Goal of the exercise: Write down the listing again exactly as it appears below, without its pictures.

↓↓↓

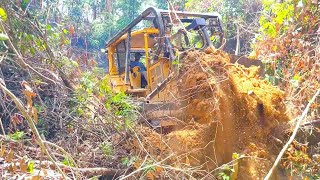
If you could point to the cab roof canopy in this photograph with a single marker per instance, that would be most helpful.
(157, 18)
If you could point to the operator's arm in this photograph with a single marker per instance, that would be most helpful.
(142, 67)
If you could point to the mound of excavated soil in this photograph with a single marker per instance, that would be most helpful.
(226, 109)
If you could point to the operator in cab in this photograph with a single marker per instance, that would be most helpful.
(142, 68)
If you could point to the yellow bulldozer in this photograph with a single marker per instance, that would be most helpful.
(143, 56)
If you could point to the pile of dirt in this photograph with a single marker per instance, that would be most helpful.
(226, 109)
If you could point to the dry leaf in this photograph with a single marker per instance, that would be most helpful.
(23, 166)
(10, 157)
(3, 151)
(14, 167)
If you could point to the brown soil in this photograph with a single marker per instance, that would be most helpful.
(226, 109)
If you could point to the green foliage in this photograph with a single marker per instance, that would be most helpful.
(276, 17)
(30, 166)
(107, 148)
(67, 161)
(19, 135)
(3, 14)
(3, 37)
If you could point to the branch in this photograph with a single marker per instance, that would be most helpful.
(89, 172)
(285, 147)
(30, 121)
(20, 58)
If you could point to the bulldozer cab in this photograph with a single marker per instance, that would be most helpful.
(159, 36)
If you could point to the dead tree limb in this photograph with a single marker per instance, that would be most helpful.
(33, 127)
(285, 147)
(21, 61)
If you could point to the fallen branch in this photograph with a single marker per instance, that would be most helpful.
(22, 63)
(88, 172)
(285, 147)
(30, 121)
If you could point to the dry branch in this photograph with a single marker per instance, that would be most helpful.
(22, 63)
(31, 124)
(285, 147)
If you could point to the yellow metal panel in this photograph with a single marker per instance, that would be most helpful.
(135, 78)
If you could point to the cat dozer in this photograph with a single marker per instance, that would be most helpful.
(161, 38)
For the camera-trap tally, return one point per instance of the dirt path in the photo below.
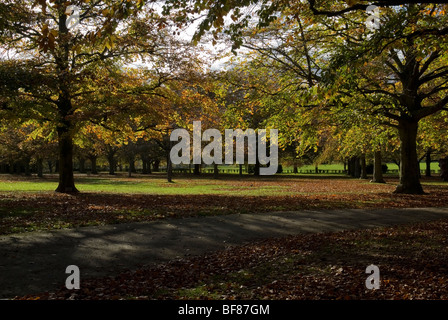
(36, 262)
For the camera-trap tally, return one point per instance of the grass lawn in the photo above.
(30, 204)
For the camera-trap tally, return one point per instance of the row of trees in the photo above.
(313, 70)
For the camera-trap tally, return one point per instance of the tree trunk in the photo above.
(27, 167)
(377, 168)
(50, 166)
(156, 165)
(363, 166)
(428, 163)
(93, 164)
(40, 167)
(66, 177)
(409, 166)
(357, 167)
(111, 160)
(169, 168)
(82, 165)
(215, 171)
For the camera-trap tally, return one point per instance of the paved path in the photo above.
(36, 262)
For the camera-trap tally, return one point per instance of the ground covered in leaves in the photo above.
(120, 199)
(412, 259)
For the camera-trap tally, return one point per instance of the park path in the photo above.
(36, 262)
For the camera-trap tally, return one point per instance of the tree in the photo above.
(401, 77)
(57, 61)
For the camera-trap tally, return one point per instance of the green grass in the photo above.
(138, 185)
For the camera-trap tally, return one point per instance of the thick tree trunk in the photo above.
(155, 166)
(66, 177)
(363, 167)
(409, 166)
(50, 166)
(215, 171)
(27, 167)
(93, 164)
(111, 160)
(82, 165)
(40, 167)
(357, 167)
(428, 163)
(377, 168)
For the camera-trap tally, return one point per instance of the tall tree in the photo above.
(50, 60)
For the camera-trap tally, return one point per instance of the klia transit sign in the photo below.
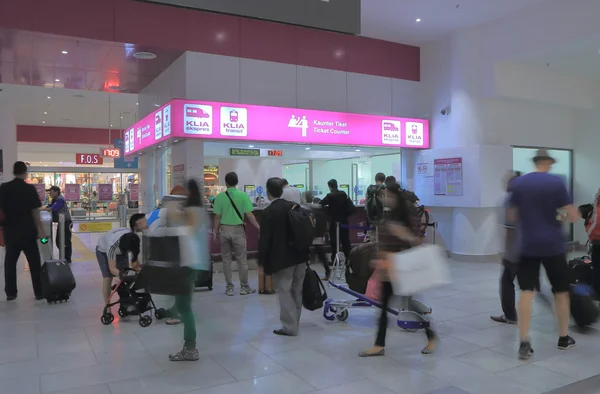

↑↑↑

Finished exercise:
If you could point to the cab roof canopy in this photograph with a single marker per instance, that would be most helpful.
(157, 18)
If you could point to the operator's arm in this photograph with a single marker per instance, that would be most helpful.
(142, 67)
If you could point to the mound of excavated soil in this photograph with a single marker per instance, that would be most helpful.
(226, 109)
If you could point to the operator in cab in this photograph with a single marker per instance, that would be most helpful.
(142, 68)
If you could point to the yellow bulldozer in this photograph with a single marker per instance, that would be most helpful.
(143, 56)
If you could point to the pile of dirt in this photograph with a single marker per instance, that would be most helpful.
(226, 109)
If you could point to the dry leaf in this photograph with a single marker per instance, that would be most helpful.
(23, 166)
(10, 157)
(3, 151)
(14, 167)
If you could point to the brown soil in this photograph with a single marker per instance, that would be most helpful.
(226, 109)
If you could point to the green foliage in this photograph with a single marker per instance, that would be most helpful.
(276, 17)
(30, 166)
(107, 148)
(67, 161)
(19, 135)
(3, 14)
(3, 37)
If you could point to the branch in this photograph with a single marker per instance, that would be most helpful.
(89, 172)
(285, 147)
(30, 121)
(20, 58)
If you could point to the bulldozer cab in this photograph with a single marker per instance, that would be most helpful.
(159, 36)
If you could point to the dead tree limb in this photograph with a single marker per instance, that would be most helpful.
(33, 127)
(285, 147)
(21, 61)
If you could point to the fallen branch in this photograph with a single marker per instance, that would be most helpful.
(22, 63)
(88, 172)
(285, 147)
(30, 121)
If you could point to the dry branch in this photograph with a single marker per instance, that would be most helpful.
(22, 63)
(31, 124)
(285, 147)
If you could point to the yellow metal panel in this photograph with a single marker per instance, that would be most helpful.
(135, 78)
If you could point to the cat dozer in this photograph with a single marker per instance, that would be most helpful.
(161, 38)
For the camera-trap tally, return one point per instance of the dirt path in the photo below.
(36, 262)
For the camera-trap tally, return one point per instance of the grass lawn in the photo above.
(30, 204)
For the camera-trap tally, return one point per instance of the row of trees in the photo above.
(313, 70)
For the camera-trap tally, return one point per instance of the tree trunk in the photo above.
(27, 167)
(377, 168)
(50, 166)
(156, 165)
(363, 166)
(428, 163)
(93, 164)
(40, 167)
(66, 177)
(409, 166)
(357, 167)
(111, 160)
(169, 168)
(82, 165)
(215, 171)
For the camera-trap tally, return one point per instance of the paved path in the photo above.
(36, 262)
For the camera-trap tally, return one point per instance of the ground covered in leaves in the photo above.
(120, 199)
(412, 259)
For the camera-trap tally, return one point per instance of the park path in the photo above.
(36, 262)
For the camera-trap tally, return one point per instance of the tree in the photo above.
(401, 77)
(57, 61)
For the camera-trap tally, return one point per instance of the green grass in the photo above.
(138, 185)
For the camera-trap tally, return one point per instance of the thick tree trunk in the photo above.
(155, 166)
(66, 177)
(363, 167)
(409, 166)
(50, 166)
(215, 171)
(27, 167)
(93, 164)
(111, 160)
(82, 165)
(40, 167)
(357, 167)
(428, 163)
(377, 168)
For the camera-trap tally, return one point per instance of the tall tree in the photo above.
(50, 60)
For the camera-trap tally, return one point per instance of the klia transit sign in the photo below.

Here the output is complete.